GOAL OF THE EXERCISE:
A single number is the answer here: how many lines below include "white"?

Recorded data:
::::::

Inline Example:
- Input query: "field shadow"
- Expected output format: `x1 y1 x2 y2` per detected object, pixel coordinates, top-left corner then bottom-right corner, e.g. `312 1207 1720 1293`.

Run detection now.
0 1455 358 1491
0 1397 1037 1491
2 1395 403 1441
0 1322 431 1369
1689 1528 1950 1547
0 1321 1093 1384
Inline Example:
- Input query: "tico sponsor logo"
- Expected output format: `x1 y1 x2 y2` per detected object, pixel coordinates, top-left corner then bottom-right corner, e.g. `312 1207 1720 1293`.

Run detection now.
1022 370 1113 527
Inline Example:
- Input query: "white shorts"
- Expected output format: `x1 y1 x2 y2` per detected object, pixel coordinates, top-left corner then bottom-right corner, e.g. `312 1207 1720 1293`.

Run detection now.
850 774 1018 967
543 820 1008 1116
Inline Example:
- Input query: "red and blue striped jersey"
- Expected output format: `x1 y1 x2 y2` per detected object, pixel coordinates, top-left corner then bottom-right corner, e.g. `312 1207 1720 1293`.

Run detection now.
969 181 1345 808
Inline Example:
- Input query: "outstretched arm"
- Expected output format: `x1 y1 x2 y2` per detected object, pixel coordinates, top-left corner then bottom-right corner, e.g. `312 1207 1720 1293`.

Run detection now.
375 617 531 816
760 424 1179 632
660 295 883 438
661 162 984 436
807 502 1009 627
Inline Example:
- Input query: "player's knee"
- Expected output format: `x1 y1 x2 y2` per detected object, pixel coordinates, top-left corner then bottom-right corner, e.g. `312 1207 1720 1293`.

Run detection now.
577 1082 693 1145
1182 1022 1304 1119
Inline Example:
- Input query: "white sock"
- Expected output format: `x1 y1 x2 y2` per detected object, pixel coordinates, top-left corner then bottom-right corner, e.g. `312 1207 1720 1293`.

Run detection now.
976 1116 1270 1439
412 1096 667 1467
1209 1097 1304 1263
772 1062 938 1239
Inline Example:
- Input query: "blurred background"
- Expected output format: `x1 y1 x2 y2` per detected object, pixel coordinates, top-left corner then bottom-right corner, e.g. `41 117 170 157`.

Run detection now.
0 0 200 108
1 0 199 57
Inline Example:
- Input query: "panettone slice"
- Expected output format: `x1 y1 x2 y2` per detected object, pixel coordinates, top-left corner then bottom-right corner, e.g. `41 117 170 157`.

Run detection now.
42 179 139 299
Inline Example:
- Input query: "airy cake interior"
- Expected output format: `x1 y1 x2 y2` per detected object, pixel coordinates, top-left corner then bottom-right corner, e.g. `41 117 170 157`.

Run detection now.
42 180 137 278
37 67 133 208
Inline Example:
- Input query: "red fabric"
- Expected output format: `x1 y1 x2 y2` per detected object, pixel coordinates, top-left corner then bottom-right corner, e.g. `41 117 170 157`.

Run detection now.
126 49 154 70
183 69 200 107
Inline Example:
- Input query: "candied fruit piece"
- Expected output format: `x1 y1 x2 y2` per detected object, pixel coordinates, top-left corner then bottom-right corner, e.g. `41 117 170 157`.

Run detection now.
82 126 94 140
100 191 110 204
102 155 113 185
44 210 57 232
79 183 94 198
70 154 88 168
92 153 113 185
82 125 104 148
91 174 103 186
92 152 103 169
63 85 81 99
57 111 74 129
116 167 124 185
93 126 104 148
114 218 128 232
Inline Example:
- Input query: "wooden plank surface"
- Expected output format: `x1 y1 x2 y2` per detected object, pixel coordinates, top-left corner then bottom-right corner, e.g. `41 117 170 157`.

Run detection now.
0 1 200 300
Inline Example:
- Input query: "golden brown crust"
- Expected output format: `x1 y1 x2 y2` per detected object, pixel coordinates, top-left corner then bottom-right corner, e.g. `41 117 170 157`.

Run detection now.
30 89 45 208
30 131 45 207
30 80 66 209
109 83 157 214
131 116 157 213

::::::

RESPONSE AREA:
2